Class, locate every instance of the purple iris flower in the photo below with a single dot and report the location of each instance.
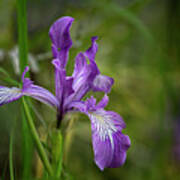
(109, 143)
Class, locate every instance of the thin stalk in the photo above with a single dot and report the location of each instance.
(23, 57)
(22, 33)
(59, 164)
(36, 138)
(11, 168)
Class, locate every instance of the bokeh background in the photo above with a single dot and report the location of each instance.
(139, 46)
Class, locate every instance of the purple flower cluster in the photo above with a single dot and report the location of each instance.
(109, 143)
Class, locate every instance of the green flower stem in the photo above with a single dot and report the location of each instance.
(57, 152)
(36, 139)
(11, 168)
(22, 34)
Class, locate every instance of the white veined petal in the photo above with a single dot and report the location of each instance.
(8, 95)
(103, 125)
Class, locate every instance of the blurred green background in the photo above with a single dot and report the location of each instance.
(139, 46)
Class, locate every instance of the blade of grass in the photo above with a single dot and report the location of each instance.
(22, 33)
(36, 139)
(23, 56)
(11, 168)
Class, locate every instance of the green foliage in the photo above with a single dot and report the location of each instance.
(139, 48)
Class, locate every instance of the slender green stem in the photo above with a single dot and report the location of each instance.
(11, 168)
(59, 163)
(23, 57)
(22, 33)
(35, 136)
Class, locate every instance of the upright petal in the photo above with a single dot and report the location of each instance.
(63, 83)
(61, 39)
(102, 83)
(83, 77)
(8, 95)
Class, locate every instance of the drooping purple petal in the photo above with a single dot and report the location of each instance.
(109, 144)
(60, 75)
(8, 95)
(102, 83)
(61, 39)
(41, 94)
(63, 83)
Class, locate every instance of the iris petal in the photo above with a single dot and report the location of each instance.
(8, 95)
(109, 144)
(61, 39)
(102, 83)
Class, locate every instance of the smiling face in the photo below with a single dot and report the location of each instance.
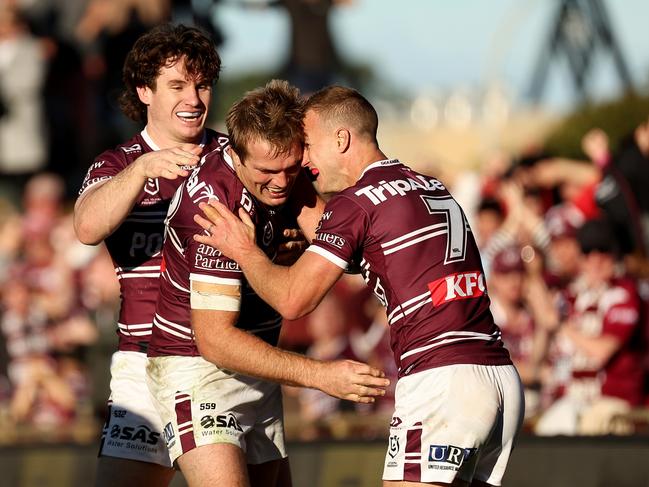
(268, 176)
(176, 107)
(321, 155)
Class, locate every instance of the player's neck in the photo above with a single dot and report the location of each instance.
(365, 158)
(166, 141)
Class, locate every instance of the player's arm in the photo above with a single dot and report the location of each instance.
(103, 207)
(219, 341)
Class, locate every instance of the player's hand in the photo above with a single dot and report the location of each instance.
(169, 163)
(223, 230)
(351, 380)
(292, 247)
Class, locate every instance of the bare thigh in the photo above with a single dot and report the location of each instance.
(275, 473)
(113, 471)
(221, 464)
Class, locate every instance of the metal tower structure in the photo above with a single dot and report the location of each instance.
(580, 31)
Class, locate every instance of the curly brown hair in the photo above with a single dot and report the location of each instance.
(162, 46)
(273, 113)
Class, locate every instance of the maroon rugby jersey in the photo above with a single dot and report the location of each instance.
(418, 254)
(135, 245)
(185, 259)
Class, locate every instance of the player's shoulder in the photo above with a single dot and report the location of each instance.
(213, 178)
(124, 153)
(215, 140)
(390, 180)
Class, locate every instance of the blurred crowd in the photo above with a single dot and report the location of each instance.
(565, 247)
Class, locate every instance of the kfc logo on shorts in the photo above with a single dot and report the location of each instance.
(449, 454)
(457, 286)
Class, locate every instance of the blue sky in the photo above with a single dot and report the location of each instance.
(429, 45)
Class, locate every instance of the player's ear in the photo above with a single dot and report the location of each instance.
(343, 139)
(236, 160)
(144, 94)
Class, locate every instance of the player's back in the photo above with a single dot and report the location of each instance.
(420, 258)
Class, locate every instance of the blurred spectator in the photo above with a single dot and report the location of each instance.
(22, 125)
(506, 290)
(563, 252)
(600, 341)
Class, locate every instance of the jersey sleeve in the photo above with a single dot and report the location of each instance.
(207, 264)
(341, 232)
(104, 167)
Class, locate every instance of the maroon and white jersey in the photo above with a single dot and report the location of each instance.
(186, 260)
(612, 309)
(135, 245)
(418, 254)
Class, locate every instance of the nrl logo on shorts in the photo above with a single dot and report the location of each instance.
(169, 435)
(393, 446)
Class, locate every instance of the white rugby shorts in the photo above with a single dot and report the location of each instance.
(201, 404)
(454, 421)
(133, 429)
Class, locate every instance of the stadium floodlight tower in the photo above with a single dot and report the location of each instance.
(580, 30)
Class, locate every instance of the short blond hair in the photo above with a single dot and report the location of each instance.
(273, 113)
(339, 104)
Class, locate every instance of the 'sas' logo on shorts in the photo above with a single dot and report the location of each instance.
(457, 286)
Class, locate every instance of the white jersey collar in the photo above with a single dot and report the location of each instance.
(382, 163)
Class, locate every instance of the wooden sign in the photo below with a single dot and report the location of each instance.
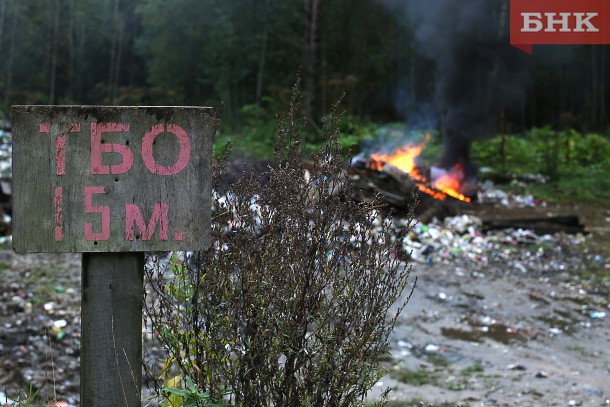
(111, 179)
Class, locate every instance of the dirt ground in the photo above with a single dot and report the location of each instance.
(474, 334)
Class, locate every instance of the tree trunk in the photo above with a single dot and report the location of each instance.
(2, 14)
(11, 58)
(54, 46)
(263, 56)
(312, 14)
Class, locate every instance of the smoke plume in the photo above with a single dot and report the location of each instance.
(478, 73)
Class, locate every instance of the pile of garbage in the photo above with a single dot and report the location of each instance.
(460, 240)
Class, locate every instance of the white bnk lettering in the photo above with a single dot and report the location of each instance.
(563, 21)
(580, 22)
(532, 22)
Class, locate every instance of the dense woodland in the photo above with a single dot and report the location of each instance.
(246, 55)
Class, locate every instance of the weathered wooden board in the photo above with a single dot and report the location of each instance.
(111, 179)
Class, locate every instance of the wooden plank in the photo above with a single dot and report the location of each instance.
(539, 224)
(111, 179)
(111, 339)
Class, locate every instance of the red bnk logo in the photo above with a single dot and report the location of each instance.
(559, 22)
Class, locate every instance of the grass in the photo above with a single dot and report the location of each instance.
(440, 376)
(419, 402)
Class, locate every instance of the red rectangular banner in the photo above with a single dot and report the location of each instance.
(559, 22)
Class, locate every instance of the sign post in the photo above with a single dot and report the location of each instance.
(111, 183)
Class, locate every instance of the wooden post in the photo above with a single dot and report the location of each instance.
(111, 339)
(111, 182)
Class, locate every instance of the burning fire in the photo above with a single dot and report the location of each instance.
(404, 157)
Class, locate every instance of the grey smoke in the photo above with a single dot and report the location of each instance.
(478, 73)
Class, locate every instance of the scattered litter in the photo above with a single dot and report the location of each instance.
(516, 366)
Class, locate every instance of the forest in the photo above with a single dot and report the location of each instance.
(408, 62)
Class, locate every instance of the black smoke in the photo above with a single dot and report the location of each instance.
(478, 74)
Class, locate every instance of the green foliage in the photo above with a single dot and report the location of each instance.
(189, 397)
(290, 304)
(576, 164)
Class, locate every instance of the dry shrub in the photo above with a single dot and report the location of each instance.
(289, 307)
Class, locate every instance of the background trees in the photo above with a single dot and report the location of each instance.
(245, 53)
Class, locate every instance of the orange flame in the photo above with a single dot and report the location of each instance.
(404, 159)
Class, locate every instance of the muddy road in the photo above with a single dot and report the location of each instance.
(501, 319)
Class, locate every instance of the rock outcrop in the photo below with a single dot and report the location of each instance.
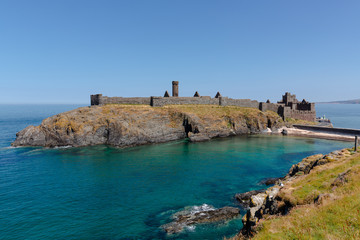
(129, 125)
(277, 200)
(199, 214)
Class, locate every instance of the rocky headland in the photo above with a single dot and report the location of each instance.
(131, 125)
(317, 199)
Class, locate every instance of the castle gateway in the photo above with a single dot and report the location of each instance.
(288, 107)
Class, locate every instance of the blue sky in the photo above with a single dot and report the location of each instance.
(63, 51)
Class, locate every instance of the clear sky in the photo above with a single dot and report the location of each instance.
(62, 51)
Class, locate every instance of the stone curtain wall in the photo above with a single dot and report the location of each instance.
(224, 101)
(269, 107)
(131, 100)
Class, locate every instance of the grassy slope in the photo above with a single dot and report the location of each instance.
(111, 112)
(336, 217)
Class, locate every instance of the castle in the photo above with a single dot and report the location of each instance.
(288, 107)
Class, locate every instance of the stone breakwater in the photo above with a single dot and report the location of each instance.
(277, 200)
(130, 125)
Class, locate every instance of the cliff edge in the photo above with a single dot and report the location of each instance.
(130, 125)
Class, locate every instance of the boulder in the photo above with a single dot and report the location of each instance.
(199, 214)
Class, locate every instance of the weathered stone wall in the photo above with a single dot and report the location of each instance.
(269, 107)
(305, 111)
(162, 101)
(225, 101)
(287, 112)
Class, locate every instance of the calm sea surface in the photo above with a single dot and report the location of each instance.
(106, 193)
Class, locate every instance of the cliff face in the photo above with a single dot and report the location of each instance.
(129, 125)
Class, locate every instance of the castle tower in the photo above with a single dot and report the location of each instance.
(175, 88)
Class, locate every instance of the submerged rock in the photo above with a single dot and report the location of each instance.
(130, 125)
(199, 214)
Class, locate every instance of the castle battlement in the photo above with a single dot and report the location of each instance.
(288, 107)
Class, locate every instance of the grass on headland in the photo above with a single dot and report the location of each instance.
(292, 121)
(337, 216)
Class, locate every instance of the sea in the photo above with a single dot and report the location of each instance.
(105, 193)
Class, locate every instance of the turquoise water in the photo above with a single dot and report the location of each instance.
(108, 193)
(341, 115)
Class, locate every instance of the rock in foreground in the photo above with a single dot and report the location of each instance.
(199, 214)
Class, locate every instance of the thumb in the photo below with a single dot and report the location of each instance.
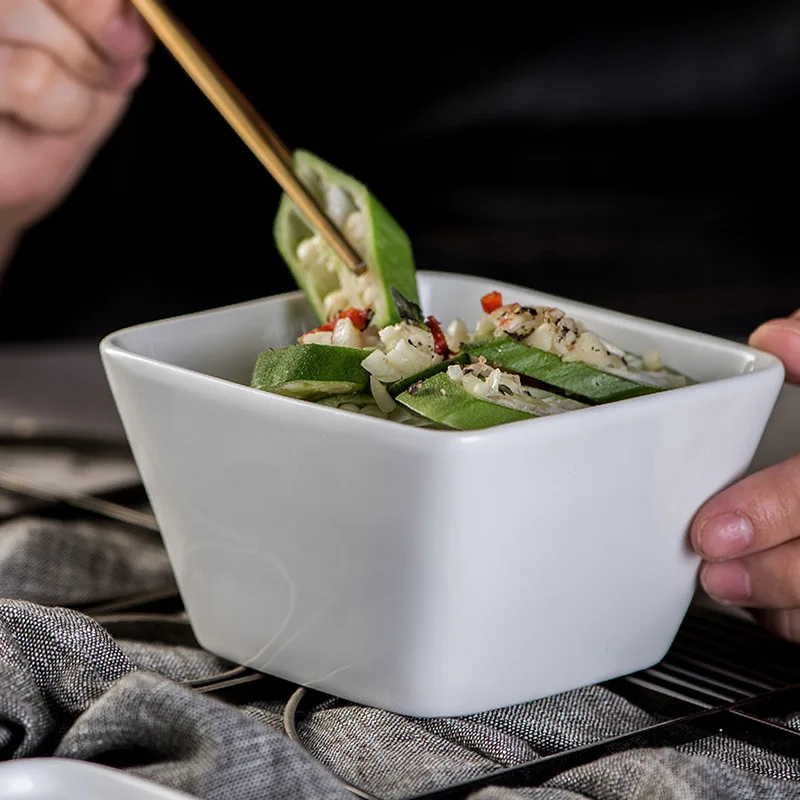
..........
_Objective:_
From the data above, return every line in which the word "post" appears.

_Task answer:_
Class, locate every instance of the sign post in the photo above with a single dot and report the location of each instance.
Class, locate every instance of the wooden post in the photo above with a single dot and report the location of each instance.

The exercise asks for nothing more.